--- START Stored data ---

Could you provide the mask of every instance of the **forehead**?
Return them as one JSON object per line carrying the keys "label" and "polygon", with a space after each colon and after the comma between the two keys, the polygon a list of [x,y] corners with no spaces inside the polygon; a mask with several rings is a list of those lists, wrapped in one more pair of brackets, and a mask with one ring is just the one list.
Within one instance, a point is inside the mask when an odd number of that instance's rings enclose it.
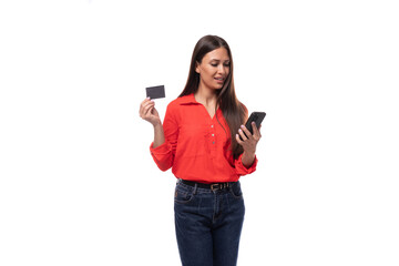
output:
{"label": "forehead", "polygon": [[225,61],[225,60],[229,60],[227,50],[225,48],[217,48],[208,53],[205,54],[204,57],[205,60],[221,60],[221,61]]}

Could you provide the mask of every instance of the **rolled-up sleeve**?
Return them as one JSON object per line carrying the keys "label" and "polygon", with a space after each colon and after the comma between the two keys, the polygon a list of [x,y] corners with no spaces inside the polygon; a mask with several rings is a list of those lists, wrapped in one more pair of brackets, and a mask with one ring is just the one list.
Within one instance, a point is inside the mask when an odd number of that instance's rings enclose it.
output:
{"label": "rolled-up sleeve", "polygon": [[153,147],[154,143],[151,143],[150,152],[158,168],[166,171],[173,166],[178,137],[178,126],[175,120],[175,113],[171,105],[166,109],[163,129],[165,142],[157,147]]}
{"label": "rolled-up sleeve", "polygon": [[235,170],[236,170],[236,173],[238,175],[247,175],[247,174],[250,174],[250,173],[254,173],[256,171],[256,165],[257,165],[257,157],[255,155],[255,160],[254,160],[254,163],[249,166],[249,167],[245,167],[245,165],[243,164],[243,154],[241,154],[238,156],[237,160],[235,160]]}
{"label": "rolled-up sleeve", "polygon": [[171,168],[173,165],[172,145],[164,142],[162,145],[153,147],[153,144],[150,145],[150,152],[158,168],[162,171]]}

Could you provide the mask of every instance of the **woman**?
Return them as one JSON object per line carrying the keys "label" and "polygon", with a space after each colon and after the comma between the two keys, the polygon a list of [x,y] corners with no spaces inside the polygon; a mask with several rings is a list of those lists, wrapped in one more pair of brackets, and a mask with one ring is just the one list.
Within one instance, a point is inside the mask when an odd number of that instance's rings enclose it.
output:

--- END Stored data ---

Task description
Copy all of the records above word for word, leaving out the pictures.

Result of this exercise
Could you provide the mask of every instance of the **forehead**?
Return them as one JSON object per line carrying the keys "label" and "polygon", with a space after each colon and after the comma between the two keys, the polygon a list of [x,y] corners with no spaces inside the polygon; a mask with several rings is a list of those lists, wrapped in one more pair of brackets, and a mask with one ring is just the one list.
Within one instance, a point is inside the mask when an odd number of that instance's rings enclose it.
output:
{"label": "forehead", "polygon": [[225,61],[225,60],[229,60],[227,50],[225,48],[217,48],[208,53],[205,54],[204,57],[205,60],[221,60],[221,61]]}

Could you provide the mask of every instance of the **rolled-up sleeve**?
Return them as one JSON object per line carrying the keys "label" and "polygon", with a space after each colon and after the comma between the two keys, the polygon a list of [x,y] corners with no spaces inside the polygon; a mask with several rings is a list of those lists, wrapped in one more pair of brackets, and a mask with one ring is just the one list.
Within one instance, a point is inside the mask when an odd number of that instance's rings enclose it.
output:
{"label": "rolled-up sleeve", "polygon": [[153,147],[154,143],[151,143],[150,152],[158,168],[166,171],[173,166],[178,137],[178,126],[175,120],[175,113],[171,105],[166,109],[163,129],[165,142],[157,147]]}
{"label": "rolled-up sleeve", "polygon": [[235,170],[236,170],[236,173],[238,175],[247,175],[247,174],[250,174],[250,173],[254,173],[256,171],[256,165],[257,165],[257,157],[255,155],[255,160],[254,160],[254,163],[249,166],[249,167],[245,167],[245,165],[243,164],[243,154],[241,154],[238,156],[237,160],[235,160]]}
{"label": "rolled-up sleeve", "polygon": [[171,168],[173,165],[172,145],[164,142],[162,145],[153,147],[153,144],[150,145],[150,152],[158,168],[162,171]]}

Could you provide the mask of every instance of the **woman**?
Return them as one JSON object per line carrying the keys "label" and "polygon", with a space after each colon and after the comma between the two keys, the polygon a list of [x,y] corners with no spaces inside the polygon; a mask with several rings is a list of those lists, wrapped in one more pair of brackets, and a mask with one ring is just the one list.
Within one instance, a point is inside the mask when an odd number of that instance's rings enclose it.
output:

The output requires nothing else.